_What is expected_.
Lay out the stretch from the start of the records through the line containing "<point>294,16</point>" as a numbered list, skipping any blank lines.

_Dataset records_.
^^^^

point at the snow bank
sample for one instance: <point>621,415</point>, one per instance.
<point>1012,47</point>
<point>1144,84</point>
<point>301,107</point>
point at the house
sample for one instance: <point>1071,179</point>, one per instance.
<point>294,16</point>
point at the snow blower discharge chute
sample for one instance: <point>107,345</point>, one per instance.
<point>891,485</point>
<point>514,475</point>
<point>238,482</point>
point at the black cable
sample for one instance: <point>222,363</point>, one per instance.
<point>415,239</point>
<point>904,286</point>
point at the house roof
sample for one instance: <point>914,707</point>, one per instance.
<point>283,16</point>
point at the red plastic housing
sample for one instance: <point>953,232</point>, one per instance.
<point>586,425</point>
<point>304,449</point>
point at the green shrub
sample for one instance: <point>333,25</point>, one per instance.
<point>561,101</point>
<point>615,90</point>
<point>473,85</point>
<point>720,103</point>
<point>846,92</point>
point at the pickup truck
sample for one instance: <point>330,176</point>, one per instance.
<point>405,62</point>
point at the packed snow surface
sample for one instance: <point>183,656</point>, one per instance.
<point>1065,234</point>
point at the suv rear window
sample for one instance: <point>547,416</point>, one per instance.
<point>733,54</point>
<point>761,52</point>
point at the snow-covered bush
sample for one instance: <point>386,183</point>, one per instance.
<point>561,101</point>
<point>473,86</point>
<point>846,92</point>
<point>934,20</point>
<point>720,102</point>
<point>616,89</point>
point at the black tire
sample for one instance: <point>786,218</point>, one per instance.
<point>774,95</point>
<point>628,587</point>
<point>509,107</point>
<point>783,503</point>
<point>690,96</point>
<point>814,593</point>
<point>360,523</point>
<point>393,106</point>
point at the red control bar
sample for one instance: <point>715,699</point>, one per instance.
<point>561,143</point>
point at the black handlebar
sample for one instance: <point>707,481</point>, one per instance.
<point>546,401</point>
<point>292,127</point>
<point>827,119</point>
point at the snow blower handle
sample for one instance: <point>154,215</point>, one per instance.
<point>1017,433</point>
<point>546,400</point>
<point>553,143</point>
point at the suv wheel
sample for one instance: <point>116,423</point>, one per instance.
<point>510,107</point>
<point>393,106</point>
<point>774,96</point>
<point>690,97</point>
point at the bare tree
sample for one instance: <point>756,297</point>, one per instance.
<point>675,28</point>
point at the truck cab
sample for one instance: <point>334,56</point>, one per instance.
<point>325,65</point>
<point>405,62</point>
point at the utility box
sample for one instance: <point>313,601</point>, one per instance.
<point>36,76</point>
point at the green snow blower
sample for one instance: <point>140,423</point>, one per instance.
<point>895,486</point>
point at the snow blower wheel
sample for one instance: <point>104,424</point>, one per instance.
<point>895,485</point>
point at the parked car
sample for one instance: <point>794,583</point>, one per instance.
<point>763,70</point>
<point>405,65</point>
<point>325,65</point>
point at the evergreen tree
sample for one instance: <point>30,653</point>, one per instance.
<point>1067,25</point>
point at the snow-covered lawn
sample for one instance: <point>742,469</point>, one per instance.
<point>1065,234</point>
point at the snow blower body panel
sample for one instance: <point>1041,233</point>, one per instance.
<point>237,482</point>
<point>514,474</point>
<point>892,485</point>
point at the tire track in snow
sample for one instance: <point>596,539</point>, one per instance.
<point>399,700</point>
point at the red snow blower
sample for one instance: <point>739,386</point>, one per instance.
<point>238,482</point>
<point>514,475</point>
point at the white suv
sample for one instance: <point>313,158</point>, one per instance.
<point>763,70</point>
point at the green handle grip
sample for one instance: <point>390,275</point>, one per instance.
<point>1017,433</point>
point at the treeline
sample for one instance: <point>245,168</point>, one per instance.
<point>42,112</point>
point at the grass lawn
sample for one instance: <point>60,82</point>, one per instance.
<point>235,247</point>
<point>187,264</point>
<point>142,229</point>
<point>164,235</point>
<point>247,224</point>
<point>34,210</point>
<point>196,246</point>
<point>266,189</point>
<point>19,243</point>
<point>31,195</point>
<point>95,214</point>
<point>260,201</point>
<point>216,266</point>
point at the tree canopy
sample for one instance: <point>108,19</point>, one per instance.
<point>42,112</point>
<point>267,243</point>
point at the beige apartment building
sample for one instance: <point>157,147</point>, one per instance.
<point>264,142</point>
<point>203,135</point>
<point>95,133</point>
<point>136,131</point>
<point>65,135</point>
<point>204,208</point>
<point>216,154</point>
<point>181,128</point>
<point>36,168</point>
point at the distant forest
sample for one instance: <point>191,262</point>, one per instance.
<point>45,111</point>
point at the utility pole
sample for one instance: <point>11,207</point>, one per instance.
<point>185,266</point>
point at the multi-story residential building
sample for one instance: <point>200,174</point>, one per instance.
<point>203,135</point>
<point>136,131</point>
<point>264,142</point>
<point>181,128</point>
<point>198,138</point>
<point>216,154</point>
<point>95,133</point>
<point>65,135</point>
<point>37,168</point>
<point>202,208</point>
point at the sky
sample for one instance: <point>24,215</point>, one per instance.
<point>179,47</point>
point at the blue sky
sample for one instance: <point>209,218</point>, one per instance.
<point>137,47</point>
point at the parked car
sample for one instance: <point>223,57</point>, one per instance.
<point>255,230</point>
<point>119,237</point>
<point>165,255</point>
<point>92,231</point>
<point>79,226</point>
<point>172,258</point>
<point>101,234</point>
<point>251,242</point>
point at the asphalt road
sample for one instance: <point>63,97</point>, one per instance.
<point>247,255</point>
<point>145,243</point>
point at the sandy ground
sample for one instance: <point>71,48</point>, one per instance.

^^^^

_Task solution_.
1. point at the snow bank
2. sample for one instance: <point>621,415</point>, one per instance.
3. <point>1012,47</point>
4. <point>1144,84</point>
5. <point>301,107</point>
6. point at the house
7. sample for one instance: <point>1071,179</point>, one per instance.
8. <point>294,16</point>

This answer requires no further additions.